◆ The input
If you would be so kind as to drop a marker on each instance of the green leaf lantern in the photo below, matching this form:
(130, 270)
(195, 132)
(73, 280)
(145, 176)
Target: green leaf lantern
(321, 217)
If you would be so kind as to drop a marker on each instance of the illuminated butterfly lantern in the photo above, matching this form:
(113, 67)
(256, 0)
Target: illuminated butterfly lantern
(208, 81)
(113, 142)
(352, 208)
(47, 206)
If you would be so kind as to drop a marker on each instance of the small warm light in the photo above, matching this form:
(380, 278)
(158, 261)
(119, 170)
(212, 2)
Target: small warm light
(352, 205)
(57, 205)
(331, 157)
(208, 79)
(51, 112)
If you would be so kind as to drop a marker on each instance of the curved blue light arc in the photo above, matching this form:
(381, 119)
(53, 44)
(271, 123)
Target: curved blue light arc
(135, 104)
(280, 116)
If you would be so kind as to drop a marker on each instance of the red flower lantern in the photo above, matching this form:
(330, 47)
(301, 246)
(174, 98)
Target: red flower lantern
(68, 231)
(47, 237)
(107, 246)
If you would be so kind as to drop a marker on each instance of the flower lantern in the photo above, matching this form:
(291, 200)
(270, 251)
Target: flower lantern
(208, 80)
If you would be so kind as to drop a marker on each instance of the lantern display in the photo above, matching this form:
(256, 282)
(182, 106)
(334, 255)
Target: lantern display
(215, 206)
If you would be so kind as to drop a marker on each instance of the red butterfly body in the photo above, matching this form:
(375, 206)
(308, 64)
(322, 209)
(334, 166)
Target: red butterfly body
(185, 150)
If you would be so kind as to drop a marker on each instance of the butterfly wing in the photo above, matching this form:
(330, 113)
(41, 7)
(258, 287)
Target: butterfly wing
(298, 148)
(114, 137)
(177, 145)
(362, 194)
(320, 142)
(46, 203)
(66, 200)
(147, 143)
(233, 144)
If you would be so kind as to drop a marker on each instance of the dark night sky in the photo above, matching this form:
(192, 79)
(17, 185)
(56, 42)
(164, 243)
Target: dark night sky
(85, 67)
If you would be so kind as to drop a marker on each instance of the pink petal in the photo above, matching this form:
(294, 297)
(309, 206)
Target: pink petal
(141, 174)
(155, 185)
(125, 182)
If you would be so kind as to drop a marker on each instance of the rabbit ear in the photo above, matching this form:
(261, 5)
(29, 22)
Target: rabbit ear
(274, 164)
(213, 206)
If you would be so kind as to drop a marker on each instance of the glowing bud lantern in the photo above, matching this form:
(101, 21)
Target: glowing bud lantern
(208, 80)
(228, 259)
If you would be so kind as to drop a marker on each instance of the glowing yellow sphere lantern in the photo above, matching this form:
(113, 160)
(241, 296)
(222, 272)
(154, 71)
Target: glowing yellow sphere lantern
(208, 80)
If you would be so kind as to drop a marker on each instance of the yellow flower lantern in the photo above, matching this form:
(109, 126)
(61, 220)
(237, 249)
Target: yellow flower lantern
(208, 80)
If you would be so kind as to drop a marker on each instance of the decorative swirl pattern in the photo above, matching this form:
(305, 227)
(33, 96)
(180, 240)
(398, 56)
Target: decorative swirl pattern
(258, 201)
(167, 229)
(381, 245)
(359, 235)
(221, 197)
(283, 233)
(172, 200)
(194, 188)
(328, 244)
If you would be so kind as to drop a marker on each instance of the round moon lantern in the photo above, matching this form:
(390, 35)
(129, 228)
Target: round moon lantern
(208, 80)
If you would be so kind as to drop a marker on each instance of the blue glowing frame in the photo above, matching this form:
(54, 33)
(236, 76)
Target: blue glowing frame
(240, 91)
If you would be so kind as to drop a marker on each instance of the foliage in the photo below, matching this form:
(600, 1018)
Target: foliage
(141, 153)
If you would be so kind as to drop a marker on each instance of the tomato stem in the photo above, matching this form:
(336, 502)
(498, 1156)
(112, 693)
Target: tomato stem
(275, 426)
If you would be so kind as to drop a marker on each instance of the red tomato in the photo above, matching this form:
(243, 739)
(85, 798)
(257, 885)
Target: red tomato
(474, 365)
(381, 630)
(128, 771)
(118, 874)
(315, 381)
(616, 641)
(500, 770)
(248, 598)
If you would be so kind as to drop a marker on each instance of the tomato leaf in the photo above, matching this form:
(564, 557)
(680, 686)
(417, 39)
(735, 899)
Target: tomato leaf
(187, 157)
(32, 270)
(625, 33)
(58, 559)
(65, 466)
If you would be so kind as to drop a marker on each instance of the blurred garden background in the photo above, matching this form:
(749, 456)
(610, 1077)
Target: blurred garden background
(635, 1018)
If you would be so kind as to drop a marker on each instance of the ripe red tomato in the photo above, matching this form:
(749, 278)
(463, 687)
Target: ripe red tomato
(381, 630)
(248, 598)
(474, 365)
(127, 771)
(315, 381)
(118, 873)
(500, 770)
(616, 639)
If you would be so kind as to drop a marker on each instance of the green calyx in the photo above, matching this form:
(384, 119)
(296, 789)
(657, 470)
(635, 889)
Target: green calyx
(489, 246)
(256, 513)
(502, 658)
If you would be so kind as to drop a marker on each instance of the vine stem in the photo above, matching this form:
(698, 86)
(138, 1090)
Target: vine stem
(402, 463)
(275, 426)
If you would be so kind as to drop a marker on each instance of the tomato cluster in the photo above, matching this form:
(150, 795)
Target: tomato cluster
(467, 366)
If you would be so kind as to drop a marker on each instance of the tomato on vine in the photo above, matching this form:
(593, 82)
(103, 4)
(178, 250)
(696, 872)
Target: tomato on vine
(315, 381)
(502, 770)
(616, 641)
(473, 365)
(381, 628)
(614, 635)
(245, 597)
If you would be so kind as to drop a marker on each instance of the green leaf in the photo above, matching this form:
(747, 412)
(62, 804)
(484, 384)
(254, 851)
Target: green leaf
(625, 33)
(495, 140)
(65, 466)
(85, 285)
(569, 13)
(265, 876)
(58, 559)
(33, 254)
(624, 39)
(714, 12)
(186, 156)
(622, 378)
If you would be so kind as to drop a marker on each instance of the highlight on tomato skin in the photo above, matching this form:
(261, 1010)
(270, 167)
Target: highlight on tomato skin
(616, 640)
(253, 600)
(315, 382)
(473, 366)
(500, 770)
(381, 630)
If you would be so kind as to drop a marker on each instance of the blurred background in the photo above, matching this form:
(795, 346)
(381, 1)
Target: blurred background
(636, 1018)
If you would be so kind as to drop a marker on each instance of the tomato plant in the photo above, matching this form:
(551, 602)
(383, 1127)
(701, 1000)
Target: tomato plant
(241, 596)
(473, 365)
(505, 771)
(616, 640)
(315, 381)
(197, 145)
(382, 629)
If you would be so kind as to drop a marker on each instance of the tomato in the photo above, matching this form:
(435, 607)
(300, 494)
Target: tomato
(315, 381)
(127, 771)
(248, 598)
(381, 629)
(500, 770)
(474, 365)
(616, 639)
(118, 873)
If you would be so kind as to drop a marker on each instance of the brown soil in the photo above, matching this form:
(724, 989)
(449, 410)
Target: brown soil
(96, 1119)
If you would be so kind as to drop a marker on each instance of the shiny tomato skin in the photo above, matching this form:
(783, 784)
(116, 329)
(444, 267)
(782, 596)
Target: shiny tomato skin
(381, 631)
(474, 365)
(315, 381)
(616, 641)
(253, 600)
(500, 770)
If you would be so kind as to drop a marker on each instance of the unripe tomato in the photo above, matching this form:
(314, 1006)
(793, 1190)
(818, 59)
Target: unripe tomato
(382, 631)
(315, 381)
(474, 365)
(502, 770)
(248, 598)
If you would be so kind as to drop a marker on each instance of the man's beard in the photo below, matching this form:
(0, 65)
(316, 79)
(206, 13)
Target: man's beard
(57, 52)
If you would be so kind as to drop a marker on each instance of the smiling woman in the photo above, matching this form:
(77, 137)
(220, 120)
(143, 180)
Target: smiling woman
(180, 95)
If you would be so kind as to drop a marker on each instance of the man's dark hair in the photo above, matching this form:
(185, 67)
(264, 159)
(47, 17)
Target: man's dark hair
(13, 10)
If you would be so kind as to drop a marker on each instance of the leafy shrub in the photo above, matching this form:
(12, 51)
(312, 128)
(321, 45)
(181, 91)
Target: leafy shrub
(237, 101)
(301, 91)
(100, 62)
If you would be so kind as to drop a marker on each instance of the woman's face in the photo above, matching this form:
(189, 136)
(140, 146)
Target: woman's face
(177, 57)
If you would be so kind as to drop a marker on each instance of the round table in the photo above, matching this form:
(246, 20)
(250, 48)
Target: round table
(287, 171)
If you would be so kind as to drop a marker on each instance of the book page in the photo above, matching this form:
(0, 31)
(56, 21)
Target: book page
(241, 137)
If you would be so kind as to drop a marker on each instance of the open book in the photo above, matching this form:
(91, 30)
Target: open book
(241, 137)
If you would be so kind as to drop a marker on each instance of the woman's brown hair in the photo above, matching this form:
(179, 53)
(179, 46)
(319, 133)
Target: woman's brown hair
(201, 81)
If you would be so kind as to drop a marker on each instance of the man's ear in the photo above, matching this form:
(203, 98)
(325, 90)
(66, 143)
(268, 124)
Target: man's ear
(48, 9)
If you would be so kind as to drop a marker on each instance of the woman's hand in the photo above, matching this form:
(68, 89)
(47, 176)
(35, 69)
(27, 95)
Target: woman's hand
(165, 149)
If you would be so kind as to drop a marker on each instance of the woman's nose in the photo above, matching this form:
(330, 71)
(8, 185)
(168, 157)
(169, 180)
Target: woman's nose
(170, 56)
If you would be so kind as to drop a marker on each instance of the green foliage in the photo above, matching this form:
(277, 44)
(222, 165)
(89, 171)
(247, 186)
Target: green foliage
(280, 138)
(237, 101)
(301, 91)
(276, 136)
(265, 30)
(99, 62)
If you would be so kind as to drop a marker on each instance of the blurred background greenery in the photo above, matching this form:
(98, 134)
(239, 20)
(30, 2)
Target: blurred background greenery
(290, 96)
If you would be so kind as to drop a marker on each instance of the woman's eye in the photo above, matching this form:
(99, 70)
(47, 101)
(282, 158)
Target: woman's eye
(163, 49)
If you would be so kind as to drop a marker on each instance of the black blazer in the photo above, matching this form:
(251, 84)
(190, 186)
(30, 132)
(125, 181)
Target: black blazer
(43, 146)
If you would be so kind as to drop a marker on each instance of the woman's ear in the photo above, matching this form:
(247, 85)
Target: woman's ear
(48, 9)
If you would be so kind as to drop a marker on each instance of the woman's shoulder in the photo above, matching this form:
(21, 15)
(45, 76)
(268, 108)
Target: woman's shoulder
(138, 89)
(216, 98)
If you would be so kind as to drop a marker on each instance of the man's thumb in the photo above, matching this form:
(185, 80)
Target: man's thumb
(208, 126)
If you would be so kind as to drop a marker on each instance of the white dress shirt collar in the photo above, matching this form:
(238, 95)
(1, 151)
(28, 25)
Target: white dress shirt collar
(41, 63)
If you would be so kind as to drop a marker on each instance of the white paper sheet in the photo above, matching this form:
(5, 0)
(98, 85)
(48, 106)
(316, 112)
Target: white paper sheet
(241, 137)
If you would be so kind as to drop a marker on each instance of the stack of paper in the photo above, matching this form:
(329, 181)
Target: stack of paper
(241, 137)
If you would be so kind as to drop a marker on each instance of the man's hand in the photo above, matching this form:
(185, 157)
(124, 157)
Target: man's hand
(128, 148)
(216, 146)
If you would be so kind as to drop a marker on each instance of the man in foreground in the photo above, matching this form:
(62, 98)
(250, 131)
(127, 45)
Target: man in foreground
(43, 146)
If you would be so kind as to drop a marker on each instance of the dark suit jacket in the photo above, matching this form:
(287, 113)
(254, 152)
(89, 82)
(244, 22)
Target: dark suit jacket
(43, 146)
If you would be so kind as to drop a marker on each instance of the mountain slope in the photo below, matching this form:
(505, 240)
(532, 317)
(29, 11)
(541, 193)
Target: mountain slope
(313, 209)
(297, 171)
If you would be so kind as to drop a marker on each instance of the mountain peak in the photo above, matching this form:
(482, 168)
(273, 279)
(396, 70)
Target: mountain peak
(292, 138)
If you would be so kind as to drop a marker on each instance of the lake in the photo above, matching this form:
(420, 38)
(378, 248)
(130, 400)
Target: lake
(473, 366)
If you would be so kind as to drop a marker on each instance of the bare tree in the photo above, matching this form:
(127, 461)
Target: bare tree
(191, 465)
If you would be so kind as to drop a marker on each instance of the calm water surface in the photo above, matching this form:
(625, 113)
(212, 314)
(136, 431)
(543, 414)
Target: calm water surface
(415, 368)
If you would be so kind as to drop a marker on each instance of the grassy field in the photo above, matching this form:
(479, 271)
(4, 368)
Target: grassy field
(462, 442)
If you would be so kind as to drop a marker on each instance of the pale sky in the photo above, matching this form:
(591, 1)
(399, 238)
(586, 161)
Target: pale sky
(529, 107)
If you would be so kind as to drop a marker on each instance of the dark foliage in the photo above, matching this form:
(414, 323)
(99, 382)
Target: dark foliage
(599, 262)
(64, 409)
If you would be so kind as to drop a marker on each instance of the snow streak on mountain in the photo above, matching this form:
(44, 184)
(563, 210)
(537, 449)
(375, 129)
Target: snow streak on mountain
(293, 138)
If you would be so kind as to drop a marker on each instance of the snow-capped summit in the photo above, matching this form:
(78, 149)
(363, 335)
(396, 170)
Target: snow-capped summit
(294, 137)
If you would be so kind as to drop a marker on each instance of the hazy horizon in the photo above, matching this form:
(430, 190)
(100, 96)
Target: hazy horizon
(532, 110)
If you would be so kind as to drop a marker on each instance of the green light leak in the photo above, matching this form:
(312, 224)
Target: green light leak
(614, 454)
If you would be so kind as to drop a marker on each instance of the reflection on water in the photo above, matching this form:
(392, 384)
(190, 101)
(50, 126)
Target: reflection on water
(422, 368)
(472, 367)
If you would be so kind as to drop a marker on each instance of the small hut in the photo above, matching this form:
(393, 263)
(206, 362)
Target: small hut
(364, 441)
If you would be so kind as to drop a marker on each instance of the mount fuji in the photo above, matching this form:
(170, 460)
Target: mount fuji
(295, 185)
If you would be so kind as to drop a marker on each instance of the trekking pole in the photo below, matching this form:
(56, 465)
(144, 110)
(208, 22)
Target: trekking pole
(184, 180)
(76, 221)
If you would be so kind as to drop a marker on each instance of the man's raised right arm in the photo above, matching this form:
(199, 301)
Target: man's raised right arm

◆ Written task
Write out the lines above from the one containing "of the hazy" through the last, exactly as they are.

◆ Exercise answer
If you would be so kind as to drop a marker on each instance of the hazy horizon in the photo above, matching this form:
(430, 190)
(100, 96)
Target: hazy horizon
(532, 110)
If you would be so kind as to drop a marker on each instance of the green light leak in the photo above, matching this form:
(312, 224)
Target: green light leak
(614, 454)
If you would be so kind as to drop a marker on each instance of the reflection on water in the photo above, matching this form:
(392, 384)
(190, 101)
(50, 126)
Target: reflection on water
(422, 368)
(472, 367)
If you would be so kind as to drop a marker on each instance of the small hut in the photo above, matching this form:
(393, 263)
(206, 362)
Target: small hut
(364, 441)
If you would be so kind as to drop a marker on each instance of the mount fuji in the photo above, matching this form:
(170, 460)
Target: mount fuji
(295, 185)
If you would be so kind as to drop a marker on each instance of the trekking pole in the photo below, matching this form:
(56, 465)
(144, 110)
(208, 22)
Target: trekking pole
(184, 180)
(76, 221)
If you would be so kind as to drop a marker on each instance of the man's raised right arm in the photo above, matching this form:
(199, 301)
Target: man's raised right arm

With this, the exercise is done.